**Dataset entries**

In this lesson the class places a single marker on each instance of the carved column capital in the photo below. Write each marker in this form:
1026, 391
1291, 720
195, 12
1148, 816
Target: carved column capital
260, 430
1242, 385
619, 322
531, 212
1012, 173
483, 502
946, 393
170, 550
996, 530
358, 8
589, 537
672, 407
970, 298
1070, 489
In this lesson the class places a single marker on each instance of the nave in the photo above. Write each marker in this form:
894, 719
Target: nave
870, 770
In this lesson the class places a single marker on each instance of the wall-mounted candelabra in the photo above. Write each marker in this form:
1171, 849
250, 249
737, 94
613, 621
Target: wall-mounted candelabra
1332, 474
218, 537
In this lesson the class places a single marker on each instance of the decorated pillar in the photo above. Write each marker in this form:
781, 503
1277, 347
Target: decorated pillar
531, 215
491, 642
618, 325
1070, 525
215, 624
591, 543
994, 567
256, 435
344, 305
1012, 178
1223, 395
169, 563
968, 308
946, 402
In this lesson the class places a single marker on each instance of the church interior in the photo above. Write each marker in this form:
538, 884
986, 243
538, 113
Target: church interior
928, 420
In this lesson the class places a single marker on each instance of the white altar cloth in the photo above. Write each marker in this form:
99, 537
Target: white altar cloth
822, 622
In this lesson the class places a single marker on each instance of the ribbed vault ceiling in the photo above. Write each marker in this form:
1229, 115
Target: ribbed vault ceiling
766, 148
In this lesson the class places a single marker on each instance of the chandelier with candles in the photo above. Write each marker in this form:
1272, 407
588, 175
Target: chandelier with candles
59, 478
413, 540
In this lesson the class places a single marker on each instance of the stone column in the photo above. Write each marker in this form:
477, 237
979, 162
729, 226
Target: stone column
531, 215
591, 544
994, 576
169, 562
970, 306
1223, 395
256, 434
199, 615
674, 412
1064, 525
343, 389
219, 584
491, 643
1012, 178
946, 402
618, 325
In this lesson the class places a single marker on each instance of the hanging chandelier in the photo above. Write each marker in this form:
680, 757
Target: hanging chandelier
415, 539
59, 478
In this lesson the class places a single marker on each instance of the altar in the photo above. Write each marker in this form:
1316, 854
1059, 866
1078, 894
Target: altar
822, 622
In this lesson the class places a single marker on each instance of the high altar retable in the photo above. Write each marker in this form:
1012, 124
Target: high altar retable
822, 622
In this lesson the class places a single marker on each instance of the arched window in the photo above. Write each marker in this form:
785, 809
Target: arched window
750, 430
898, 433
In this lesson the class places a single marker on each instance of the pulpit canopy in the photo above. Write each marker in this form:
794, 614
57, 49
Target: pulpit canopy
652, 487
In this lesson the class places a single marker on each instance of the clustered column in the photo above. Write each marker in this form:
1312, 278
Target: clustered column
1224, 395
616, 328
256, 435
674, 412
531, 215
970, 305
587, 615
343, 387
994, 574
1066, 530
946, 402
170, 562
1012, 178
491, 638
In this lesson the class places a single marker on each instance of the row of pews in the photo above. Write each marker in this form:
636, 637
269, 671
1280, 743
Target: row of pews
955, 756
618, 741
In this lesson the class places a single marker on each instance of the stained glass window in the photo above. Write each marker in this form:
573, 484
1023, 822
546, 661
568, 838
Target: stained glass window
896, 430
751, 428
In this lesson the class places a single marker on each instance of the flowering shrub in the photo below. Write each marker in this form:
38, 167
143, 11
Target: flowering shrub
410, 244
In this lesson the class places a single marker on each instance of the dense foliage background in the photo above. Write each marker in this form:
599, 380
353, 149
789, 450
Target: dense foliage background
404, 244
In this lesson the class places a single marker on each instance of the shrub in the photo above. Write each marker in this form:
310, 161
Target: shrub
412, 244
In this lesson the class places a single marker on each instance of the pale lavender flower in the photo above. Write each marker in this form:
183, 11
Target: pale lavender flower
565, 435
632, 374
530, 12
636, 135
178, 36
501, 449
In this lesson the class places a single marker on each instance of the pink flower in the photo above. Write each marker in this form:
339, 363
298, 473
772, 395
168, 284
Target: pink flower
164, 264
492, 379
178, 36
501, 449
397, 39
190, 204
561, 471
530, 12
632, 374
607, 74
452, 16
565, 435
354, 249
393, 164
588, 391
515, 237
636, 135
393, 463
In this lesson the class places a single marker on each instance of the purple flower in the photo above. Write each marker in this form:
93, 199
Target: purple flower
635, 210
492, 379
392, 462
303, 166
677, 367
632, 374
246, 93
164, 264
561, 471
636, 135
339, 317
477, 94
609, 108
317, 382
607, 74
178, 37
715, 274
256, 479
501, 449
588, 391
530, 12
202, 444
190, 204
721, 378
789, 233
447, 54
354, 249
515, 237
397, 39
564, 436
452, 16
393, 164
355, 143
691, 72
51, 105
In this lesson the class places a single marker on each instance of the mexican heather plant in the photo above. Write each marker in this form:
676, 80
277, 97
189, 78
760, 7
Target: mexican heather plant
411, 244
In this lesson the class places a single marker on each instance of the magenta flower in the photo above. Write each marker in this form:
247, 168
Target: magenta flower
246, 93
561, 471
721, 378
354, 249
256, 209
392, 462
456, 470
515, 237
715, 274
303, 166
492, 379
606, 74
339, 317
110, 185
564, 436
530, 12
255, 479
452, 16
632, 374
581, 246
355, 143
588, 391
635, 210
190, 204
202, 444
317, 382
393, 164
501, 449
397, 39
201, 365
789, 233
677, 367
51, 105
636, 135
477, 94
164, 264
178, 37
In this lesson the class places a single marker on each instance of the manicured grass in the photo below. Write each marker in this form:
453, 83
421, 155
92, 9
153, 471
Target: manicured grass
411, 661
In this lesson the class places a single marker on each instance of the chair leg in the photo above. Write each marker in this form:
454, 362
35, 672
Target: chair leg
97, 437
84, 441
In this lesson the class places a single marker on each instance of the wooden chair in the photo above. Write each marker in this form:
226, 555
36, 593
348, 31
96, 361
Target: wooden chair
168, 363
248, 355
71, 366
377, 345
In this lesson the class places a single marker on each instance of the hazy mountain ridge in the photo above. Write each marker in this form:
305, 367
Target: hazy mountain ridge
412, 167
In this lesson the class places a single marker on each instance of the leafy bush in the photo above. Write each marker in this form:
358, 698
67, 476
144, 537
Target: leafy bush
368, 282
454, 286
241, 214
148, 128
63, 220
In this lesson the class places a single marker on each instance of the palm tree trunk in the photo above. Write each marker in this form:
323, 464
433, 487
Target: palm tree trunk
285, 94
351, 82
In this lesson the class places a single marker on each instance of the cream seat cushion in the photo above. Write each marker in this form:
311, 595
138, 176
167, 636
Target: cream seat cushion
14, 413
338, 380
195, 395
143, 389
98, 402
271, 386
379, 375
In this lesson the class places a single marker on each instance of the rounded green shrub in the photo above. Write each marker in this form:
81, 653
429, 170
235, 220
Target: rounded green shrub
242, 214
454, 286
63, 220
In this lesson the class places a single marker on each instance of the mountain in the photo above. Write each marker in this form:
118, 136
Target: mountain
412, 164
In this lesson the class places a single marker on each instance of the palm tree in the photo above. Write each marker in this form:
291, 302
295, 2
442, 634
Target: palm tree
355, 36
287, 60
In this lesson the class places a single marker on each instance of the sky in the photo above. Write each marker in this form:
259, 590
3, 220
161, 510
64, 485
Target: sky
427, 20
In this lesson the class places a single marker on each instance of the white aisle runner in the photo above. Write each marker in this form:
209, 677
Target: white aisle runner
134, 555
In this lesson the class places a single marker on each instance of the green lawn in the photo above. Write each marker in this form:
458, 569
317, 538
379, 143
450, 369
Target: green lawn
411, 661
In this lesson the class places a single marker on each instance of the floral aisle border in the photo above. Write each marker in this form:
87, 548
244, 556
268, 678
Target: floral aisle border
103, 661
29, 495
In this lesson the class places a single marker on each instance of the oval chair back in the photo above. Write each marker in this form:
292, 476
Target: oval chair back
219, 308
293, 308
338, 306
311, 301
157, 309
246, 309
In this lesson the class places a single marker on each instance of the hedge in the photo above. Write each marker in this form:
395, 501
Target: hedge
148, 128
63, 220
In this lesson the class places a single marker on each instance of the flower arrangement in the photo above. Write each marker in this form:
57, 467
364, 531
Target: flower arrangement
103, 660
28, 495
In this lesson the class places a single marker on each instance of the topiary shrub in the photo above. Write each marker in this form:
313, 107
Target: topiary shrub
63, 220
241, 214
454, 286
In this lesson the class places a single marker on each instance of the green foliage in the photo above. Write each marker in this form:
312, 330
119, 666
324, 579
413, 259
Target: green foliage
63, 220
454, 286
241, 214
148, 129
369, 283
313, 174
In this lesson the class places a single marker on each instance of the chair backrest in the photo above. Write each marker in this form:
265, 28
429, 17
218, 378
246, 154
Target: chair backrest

**Problem requirements**
Which lines of the entries above contain the word "below"? Copy each of them.

**Solution to the problem**
In this lesson the class places a single marker on each instance of the carved column capital in the photo below. Write each marker in this form:
In this lesson the class places a single marker on each instance of the flowering shrub in the photo below. Write each marker in this form:
In this lesson the class places a single marker on each instance of the manicured grass in the photo below. Write each marker in this form:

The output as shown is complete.